## Brief
Reproduce the listing below in full and exactly; no pictures belong in the copy.

## Given data
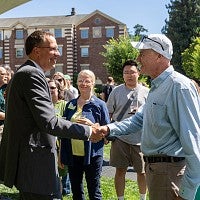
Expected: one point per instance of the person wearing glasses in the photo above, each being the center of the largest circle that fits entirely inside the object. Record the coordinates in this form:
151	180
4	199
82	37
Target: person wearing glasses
170	123
85	157
125	149
70	92
28	157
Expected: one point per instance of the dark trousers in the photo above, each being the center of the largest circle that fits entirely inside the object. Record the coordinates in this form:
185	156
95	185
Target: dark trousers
66	185
92	176
32	196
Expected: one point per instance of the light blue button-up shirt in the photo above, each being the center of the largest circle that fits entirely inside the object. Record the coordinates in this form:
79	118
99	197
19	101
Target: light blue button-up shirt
170	121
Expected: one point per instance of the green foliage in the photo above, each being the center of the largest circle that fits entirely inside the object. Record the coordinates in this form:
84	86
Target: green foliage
191	60
117	51
182	26
139	29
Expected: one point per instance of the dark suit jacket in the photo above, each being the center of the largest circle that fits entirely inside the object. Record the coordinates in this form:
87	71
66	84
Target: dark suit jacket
28	152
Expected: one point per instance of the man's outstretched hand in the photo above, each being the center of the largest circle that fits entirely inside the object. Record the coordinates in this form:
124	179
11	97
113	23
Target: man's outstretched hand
98	132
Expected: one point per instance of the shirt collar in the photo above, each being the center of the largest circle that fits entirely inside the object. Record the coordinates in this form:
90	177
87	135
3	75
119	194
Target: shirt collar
159	80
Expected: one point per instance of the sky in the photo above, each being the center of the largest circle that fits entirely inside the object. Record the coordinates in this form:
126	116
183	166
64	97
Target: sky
151	14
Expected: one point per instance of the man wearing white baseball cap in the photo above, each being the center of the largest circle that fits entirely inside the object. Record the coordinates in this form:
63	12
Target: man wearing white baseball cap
170	123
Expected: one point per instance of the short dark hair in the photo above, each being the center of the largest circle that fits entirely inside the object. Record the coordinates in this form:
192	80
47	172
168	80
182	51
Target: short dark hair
35	39
131	63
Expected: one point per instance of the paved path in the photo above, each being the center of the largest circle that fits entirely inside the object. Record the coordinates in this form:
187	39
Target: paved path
109	171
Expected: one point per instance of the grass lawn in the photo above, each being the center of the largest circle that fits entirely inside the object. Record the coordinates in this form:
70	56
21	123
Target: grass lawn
107	187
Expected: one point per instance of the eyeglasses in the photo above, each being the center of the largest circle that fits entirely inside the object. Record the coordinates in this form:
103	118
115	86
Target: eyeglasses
52	88
51	48
147	38
59	80
130	72
87	82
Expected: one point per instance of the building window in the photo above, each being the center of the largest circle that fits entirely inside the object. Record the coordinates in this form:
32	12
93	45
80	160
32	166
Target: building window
19	53
84	66
19	34
1	53
58	32
60	50
109	32
97	21
84	51
97	32
84	33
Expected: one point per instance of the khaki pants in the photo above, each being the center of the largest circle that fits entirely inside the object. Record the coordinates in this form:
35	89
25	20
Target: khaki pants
163	179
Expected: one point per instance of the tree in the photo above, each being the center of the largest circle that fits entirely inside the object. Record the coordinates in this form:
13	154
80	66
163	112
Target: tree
117	51
181	28
139	29
191	60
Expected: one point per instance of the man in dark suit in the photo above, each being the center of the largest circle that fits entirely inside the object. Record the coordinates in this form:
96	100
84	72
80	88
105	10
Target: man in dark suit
28	151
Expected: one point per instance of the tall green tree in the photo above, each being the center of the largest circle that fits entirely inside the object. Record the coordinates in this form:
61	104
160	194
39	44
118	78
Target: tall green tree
182	27
191	60
117	51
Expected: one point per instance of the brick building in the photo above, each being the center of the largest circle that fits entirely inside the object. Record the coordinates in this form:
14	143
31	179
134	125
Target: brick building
80	39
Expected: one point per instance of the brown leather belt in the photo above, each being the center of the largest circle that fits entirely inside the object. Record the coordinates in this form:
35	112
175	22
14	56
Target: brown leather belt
155	159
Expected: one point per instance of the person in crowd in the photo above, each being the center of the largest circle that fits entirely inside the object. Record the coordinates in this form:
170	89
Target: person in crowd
3	84
84	156
68	93
10	72
123	102
57	94
170	123
28	157
107	89
72	89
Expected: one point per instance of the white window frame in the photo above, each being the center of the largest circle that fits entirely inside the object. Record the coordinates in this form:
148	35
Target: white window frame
58	32
19	34
84	52
19	53
110	34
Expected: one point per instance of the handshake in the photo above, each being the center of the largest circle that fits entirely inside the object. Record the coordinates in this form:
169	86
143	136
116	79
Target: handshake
98	132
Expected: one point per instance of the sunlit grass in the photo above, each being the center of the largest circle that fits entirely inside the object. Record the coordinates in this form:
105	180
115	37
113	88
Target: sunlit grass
107	187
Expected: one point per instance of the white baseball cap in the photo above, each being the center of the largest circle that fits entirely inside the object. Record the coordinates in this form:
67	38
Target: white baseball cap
158	42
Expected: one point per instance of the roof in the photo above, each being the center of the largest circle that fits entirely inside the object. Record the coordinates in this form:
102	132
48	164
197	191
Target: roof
41	21
49	21
101	13
9	4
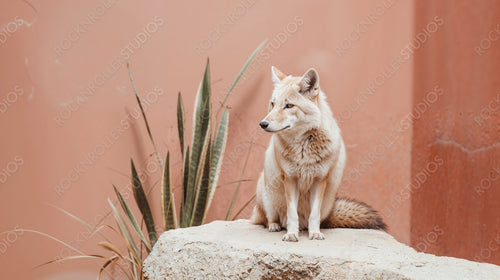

## Task result
Expected: one point per instance of the person wearing glasses in the photo above, each being the center of the largest circle that fits entirely inside the object. Record the coordinates in this form:
151	180
4	199
82	37
Target: person wearing glasses
170	123
85	157
125	149
70	92
28	157
Expected: one point per instance of the dark trousers in the photo above, each being the center of the largest circle that fits entirely inside the object. Record the coordinates in this form:
185	156
95	185
Target: dark trousers
66	185
92	176
32	196
Expected: one point per instance of the light blue button-up shirt in the photo above, each being the center of the largest circle that fits entirely inside the object. Record the coordinates in this form:
79	118
99	197
19	101
Target: light blue button-up shirt
170	121
Expected: one point per instance of the green foliage in the photo above, each being the center of the largest circle that fits entirely inside the object. Record the coordinates in this form:
84	86
Target: green foliage
191	60
117	51
182	26
139	29
Expected: one point per instance of the dark suit jacket in the photo above, each being the center of the largest circle that fits entirely inside the object. Record the coordinates in this form:
87	71
66	84
Target: dark suit jacket
28	152
Expected: one point per instance of the man's outstretched hand in the photo above, each being the center of the largest circle that fits entirely inside the object. Record the coordinates in this form:
124	179
11	97
113	23
Target: man's outstretched hand
98	132
Expected: one point per instance of the shirt collar in the photo above, each being the center of the largest circle that fits entirely inside the object. Record the coordinates in this form:
90	177
87	135
3	75
119	194
Target: shirt collar
159	80
Expected: one point per instance of the sky in the photo above, each being the center of the largest circle that fits entirely inside the object. Record the coordinates in this form:
126	116
183	166
64	97
Target: sky
151	14
Expected: one point per instance of the man wearing white baseball cap in the photo above, each being the center of the largest circle that fits entirely inside the object. Record the coordinates in this form:
63	12
Target: man wearing white baseball cap
170	123
Expected: one point per instance of the short dark hair in the photo above, each being the center of the largest circle that fits entirely inside the object. Record the coordinates in this form:
192	80
47	172
168	80
182	51
Target: short dark hair
35	39
131	63
Expected: one point per instance of the paved path in the photo above, each being the center of the largest circle that fits entirely inside the object. Record the coordinates in this form:
187	39
Target: paved path
109	171
Expected: one point per instance of the grass lawn in the photo above, each being the center of the largest circle that fits entirely inside the object. Record the coordinates in this form:
70	56
21	123
Target: grass lawn
107	187
Expected: one point per instance of the eyeglasses in the photo above, each being the center of the largest circle that fits entirely inside the object. Record the coordinates in this form:
103	118
115	86
Target: eyeglasses
52	88
51	48
147	38
59	80
130	72
87	82
Expected: one point per instance of the building window in the photo above, each being the center of the largest circle that fits entirely inside the object. Record the coordinates in this form:
32	12
93	45
80	160
32	166
Target: building window
19	53
84	66
19	34
1	53
58	32
60	50
109	32
97	21
84	51
97	32
84	33
Expected: one point per instance of the khaki pants in the photo above, each being the center of the largest circle that fits entirely inside the object. Record the coordinates in this form:
35	89
25	20
Target: khaki pants
163	179
Expected: one point per instance of the tree in the photo above, each being the center of the largest circle that fits entirely inside the object. Record the coordinates in this form:
13	154
80	66
163	112
Target: tree
117	51
181	28
139	29
191	60
Expected: one point per instance of the man in dark suit in the photo above, each being the center of the largest circle that fits entirely inside the object. Record the coordinates in this form:
96	100
84	72
80	88
105	10
Target: man in dark suit
28	151
Expected: one point per instance of the tall green tree in the photo above, each being the center of the largest circle that fits entirely inside the object. Record the coordinates in this form:
61	104
160	194
39	44
118	78
Target: tall green tree
182	27
191	60
117	51
Expected: one point per instance of the brick building in the photo above, each being the center of the largest circle that fits entirely inside the object. Record the coordinates in this form:
14	143
31	179
134	125
Target: brick building
80	39
Expected: one point per instance of the brown leather belt in the photo above, each being the center of the largest circle that fits entirely inside the object. Record the coordinates in this form:
35	112
175	22
14	56
Target: brown leather belt
155	159
Expected: one point per instance of the person in crowd in the photo above, each being the center of the largest circle that fits entirely inside the object. Record the coordinates in this form:
170	89
Target: person in crowd
3	84
84	156
68	93
10	72
123	102
57	94
170	123
28	157
107	89
72	89
Expected: one point per instance of the white window frame in the photo above, each being the center of the largest circle that fits entirely inside the object. Record the coordinates in this form:
148	35
Target: white window frame
58	32
19	34
84	52
19	53
110	34
Expected: one point per instance of the handshake in the photo above, each being the center of the largest circle that fits entirely inside the object. Record the coordinates in this form:
169	86
143	136
116	79
Target: handshake
98	132
Expected: one point per instance of the sunlit grass in the photo above, each being the center of the largest circle that fits entirely inside the object. Record the coordinates in this form:
105	180
115	37
113	88
Target: sunlit grass
107	187
Expected: one point per instance of the white baseball cap in the photo above, each being the center of the largest circle that fits entirely inside the object. Record the coordinates in this form:
67	38
Target: white baseball cap
158	42
Expected: one point per instance of the roof in the photo above, each being the center of the largest circle that fits entirely inside the object. Record the coordinates in this form:
102	132
48	164
197	191
Target: roof
41	21
49	21
101	13
9	4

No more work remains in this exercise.